Description of the task ::
Locate every line in the listing that contains the word "landing", and copy each of those lines.

┏━━

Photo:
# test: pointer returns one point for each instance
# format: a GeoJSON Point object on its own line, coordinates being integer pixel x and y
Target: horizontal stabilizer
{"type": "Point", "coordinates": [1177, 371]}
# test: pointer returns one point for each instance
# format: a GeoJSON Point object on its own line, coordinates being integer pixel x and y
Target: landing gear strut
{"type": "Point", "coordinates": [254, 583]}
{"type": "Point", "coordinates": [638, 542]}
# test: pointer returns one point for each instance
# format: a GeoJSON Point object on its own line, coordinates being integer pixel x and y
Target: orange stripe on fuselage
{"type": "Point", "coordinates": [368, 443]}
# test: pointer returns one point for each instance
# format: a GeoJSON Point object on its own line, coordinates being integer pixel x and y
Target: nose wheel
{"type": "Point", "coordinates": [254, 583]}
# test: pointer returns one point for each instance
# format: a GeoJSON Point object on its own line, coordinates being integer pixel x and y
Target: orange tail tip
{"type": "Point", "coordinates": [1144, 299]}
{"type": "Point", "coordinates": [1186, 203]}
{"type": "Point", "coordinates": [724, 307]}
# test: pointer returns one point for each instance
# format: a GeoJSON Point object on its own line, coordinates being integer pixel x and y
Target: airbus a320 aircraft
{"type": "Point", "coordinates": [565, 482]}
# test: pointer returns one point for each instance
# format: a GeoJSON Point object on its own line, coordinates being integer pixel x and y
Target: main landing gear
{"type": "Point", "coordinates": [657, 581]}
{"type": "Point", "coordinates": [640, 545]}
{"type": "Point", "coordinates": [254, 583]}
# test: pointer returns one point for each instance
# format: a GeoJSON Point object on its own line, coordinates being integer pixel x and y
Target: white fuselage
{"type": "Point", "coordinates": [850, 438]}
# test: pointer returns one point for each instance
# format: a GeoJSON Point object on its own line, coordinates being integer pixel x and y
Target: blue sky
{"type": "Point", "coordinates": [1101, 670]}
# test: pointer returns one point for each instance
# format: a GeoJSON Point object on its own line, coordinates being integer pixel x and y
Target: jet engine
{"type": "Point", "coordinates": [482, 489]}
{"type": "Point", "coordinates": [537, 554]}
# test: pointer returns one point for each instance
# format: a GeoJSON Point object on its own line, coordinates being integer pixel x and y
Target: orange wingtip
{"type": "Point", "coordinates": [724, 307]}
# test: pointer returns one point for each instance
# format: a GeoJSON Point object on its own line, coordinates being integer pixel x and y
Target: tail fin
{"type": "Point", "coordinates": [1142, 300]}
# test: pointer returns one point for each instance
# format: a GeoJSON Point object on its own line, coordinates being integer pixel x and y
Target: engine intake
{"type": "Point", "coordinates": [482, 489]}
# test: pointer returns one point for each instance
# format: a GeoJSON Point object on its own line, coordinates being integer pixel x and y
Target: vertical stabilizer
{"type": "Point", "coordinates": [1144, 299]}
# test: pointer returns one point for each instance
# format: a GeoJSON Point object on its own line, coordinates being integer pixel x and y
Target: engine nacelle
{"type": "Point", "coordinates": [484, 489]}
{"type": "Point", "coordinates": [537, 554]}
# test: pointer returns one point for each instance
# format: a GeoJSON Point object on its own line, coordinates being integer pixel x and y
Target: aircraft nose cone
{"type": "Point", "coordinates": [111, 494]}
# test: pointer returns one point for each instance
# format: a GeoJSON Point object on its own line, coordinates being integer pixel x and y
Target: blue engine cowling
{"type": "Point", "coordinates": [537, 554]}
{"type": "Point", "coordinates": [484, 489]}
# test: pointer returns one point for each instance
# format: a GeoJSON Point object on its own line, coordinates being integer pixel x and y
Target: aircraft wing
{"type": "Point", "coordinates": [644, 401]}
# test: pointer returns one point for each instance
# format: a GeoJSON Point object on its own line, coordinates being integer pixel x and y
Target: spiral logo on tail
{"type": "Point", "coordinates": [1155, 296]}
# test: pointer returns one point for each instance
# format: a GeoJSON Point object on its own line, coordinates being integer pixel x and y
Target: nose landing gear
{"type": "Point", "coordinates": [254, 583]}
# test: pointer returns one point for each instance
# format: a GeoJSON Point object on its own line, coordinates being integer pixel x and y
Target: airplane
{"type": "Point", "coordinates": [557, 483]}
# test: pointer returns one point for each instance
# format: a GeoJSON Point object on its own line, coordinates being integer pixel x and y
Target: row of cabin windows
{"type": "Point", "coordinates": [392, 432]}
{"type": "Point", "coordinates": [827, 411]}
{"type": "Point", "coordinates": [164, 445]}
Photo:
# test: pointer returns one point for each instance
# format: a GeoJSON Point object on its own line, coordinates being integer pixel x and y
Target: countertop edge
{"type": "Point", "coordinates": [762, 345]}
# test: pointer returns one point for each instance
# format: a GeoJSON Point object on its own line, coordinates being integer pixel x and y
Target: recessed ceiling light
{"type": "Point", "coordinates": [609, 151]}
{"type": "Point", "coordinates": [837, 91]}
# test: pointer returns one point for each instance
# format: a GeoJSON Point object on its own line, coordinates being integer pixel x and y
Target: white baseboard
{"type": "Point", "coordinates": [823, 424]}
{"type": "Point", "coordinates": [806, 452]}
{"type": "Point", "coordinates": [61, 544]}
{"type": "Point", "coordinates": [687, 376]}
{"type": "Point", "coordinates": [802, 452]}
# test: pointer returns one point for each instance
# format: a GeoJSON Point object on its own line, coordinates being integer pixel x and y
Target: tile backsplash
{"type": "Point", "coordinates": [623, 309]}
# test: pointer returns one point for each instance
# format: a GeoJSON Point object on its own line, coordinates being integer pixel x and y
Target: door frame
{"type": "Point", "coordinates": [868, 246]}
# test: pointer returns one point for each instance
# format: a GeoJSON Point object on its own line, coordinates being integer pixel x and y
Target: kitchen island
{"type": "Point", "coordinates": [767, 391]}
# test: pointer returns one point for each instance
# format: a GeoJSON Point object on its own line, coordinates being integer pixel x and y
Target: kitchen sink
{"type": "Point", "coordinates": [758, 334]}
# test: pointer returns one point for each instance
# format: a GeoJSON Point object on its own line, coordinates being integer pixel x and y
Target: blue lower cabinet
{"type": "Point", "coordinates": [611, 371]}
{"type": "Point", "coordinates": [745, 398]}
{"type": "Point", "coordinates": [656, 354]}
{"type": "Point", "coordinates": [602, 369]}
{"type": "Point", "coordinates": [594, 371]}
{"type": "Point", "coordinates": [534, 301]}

┗━━

Solution to this exercise ::
Target: landing gear strut
Target: main landing gear
Target: nose landing gear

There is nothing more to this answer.